═════ RECORDS PROVIDED ═════

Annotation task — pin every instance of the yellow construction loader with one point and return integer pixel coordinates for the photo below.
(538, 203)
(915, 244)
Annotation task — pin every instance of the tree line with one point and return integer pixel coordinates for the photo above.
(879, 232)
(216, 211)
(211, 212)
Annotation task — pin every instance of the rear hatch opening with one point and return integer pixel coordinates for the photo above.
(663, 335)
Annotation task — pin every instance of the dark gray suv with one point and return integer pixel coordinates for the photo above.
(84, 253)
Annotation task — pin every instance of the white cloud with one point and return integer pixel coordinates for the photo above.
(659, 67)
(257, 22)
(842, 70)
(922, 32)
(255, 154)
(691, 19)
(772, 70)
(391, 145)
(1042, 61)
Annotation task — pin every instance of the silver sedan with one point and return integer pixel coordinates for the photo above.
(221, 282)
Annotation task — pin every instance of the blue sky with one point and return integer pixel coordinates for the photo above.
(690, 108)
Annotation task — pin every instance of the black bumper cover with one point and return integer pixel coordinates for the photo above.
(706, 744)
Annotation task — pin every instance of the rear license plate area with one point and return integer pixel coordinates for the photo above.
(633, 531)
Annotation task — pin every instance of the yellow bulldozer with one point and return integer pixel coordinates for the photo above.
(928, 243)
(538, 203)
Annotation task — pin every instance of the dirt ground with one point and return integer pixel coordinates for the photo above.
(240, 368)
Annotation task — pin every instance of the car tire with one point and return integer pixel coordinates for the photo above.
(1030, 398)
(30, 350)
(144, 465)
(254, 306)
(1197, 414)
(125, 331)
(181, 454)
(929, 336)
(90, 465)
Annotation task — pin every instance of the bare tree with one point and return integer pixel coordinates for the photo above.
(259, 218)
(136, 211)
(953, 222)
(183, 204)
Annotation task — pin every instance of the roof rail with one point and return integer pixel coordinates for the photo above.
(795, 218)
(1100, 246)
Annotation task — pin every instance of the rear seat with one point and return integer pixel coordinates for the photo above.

═════

→ **WORK TO COMPLETE**
Reproduce the lines above. Leave each one as it is.

→ **REPLY TO THE TASK**
Annotation task — pin every instance of the yellow construction loader with one point and return integer pixel coordinates for the photo below.
(538, 203)
(915, 244)
Annotation task — pin every instance of the tree line with one point and return integer pixel coordinates for the photo above.
(879, 232)
(216, 211)
(211, 212)
Annotation task — pin every instance of the rear hatch opening with one point and return integer pixel coordinates for the photo above.
(663, 335)
Annotation task — pin every instance of the dark gray suv with one point and return integer pixel coordinates for the photo above.
(84, 253)
Annotation task — pin every instance of the white cloud with one point and return integer pixel coordinates for the photo above.
(659, 67)
(257, 22)
(842, 70)
(922, 32)
(255, 154)
(691, 19)
(772, 70)
(391, 145)
(1042, 61)
Annotation task — pin every instance of the silver sedan with one point and return integer pixel coordinates for the photo above.
(221, 282)
Annotation task — pin every instance of the blue sky with one point and return integer pixel coordinates for the photo above.
(690, 108)
Annotation task — pin every instance of the black bumper cover with one point and return integer pixel coordinates for the photo above.
(706, 744)
Annotation task — pin every instance of the rear license plate area with one point and return integer pixel coordinates for the photo above.
(633, 531)
Annotation task — pin every instance of the yellow bulldozer with one point and return integer pixel coordinates for the photo above.
(928, 243)
(538, 203)
Annotation task — pin every instance of the dirt ground with one point and return integer pixel coordinates for the photo above.
(240, 368)
Annotation task — pin every instance of the car tire with one point and return integer pixel coordinates for the photo above.
(1030, 398)
(30, 350)
(144, 465)
(254, 306)
(1197, 414)
(125, 331)
(181, 454)
(929, 336)
(90, 465)
Annotation task — pin every instance of the bare tree with one point and return integer pixel coordinates for the photo above.
(259, 218)
(136, 211)
(953, 222)
(183, 204)
Annotation task — pin every instance of the roof rail with one point and return integer pixel coordinates for the photo above.
(795, 218)
(1100, 246)
Annotation task — pin every instance of the rear seat with one point and return integer pixel coordinates for the photo above.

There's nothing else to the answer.